===== Excerpted records

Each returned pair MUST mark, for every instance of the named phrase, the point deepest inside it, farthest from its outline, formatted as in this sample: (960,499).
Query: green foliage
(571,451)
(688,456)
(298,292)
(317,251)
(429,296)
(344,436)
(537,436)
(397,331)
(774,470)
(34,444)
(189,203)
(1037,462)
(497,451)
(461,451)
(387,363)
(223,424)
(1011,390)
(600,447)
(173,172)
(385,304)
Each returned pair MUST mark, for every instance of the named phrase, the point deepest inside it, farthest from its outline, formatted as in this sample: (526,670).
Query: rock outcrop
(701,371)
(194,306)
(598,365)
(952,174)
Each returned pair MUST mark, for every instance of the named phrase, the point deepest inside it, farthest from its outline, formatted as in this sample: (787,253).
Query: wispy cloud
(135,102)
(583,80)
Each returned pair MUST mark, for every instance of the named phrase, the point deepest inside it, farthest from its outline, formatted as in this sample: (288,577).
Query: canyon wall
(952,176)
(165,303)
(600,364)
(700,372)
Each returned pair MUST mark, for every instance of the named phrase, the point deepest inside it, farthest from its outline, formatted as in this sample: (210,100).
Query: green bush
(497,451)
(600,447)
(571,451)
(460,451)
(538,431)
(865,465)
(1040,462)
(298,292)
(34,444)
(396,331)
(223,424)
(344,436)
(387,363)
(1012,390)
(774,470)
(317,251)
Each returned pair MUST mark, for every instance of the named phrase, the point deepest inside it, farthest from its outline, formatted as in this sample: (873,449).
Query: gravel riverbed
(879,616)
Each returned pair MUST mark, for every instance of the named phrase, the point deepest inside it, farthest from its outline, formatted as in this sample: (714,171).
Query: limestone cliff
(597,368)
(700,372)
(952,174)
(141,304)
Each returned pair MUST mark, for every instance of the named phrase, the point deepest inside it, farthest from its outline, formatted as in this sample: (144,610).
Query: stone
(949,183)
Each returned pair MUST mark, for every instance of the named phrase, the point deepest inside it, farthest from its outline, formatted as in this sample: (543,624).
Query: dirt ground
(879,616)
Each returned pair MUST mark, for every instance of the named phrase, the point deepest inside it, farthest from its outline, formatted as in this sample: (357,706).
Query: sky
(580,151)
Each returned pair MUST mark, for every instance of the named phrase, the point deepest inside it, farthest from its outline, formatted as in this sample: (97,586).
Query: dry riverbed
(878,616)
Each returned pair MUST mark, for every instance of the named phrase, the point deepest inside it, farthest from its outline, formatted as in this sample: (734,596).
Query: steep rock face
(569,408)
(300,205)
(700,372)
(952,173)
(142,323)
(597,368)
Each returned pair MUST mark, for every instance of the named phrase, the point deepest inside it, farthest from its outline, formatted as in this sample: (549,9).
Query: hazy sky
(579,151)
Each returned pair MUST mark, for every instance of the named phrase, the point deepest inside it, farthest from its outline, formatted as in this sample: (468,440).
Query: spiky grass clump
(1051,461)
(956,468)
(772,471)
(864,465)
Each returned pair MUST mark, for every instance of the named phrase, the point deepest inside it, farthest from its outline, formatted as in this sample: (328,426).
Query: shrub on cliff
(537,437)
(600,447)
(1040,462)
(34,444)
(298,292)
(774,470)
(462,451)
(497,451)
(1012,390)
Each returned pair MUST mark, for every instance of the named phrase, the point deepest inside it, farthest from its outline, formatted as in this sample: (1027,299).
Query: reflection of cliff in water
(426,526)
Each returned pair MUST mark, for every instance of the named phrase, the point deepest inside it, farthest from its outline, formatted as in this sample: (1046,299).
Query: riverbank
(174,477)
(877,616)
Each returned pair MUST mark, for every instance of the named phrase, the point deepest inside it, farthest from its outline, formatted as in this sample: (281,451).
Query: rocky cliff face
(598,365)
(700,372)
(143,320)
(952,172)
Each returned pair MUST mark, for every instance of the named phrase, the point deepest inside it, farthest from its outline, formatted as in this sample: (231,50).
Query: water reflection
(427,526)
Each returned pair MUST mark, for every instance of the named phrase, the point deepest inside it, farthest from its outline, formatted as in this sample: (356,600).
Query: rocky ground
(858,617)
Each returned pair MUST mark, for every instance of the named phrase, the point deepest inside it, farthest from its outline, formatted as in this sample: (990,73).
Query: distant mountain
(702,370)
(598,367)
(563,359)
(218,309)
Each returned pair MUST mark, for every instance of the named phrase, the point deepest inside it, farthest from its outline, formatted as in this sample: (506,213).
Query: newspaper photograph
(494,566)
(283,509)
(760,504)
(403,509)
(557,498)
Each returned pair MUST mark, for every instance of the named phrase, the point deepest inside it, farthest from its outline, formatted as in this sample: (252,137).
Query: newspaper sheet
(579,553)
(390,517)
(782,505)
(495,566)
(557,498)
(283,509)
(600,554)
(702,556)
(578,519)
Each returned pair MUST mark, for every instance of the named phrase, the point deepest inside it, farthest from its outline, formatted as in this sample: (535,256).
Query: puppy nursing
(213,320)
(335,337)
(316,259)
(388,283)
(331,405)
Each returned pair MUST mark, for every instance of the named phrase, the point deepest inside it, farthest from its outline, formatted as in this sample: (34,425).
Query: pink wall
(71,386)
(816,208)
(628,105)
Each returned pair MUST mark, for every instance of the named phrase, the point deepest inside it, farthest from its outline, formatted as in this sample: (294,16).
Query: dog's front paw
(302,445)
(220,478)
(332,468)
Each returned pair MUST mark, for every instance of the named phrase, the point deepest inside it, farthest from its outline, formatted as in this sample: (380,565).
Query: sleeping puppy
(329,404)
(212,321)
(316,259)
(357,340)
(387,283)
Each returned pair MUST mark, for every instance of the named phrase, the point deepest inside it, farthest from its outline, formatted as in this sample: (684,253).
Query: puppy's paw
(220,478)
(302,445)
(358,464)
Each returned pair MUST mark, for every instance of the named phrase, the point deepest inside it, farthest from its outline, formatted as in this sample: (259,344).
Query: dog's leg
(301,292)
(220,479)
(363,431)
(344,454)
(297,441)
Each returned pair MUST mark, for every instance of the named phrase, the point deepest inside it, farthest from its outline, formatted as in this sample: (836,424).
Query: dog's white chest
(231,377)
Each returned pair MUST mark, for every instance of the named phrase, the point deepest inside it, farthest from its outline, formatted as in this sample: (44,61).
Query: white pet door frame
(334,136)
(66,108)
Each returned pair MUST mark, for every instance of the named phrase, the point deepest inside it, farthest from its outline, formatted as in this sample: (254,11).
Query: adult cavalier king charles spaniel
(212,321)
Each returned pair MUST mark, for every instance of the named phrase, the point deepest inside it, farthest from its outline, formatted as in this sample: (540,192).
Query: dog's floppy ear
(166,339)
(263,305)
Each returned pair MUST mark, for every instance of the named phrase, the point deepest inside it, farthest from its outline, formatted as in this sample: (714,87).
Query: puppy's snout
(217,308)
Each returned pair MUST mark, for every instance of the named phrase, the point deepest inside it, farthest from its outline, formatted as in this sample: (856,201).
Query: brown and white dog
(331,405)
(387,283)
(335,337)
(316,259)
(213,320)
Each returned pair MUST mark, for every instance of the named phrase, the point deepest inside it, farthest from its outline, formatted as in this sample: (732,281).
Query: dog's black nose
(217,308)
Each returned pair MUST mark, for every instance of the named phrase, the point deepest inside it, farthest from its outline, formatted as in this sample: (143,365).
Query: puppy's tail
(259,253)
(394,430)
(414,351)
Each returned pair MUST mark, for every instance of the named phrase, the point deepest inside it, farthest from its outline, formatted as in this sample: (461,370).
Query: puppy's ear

==========

* [Instructions for the task]
Could you rewrite the entries from the line with "this sample: (461,370)." through the end of the entries, substituting "puppy's paw" for "puppy's ear" and leaving everything else as it is?

* [Problem solution]
Each returned pair MUST mark, for every instance of the named phrase, the point deepest inside it, farthest from its outline, formatted as in this sample: (461,370).
Query: puppy's paw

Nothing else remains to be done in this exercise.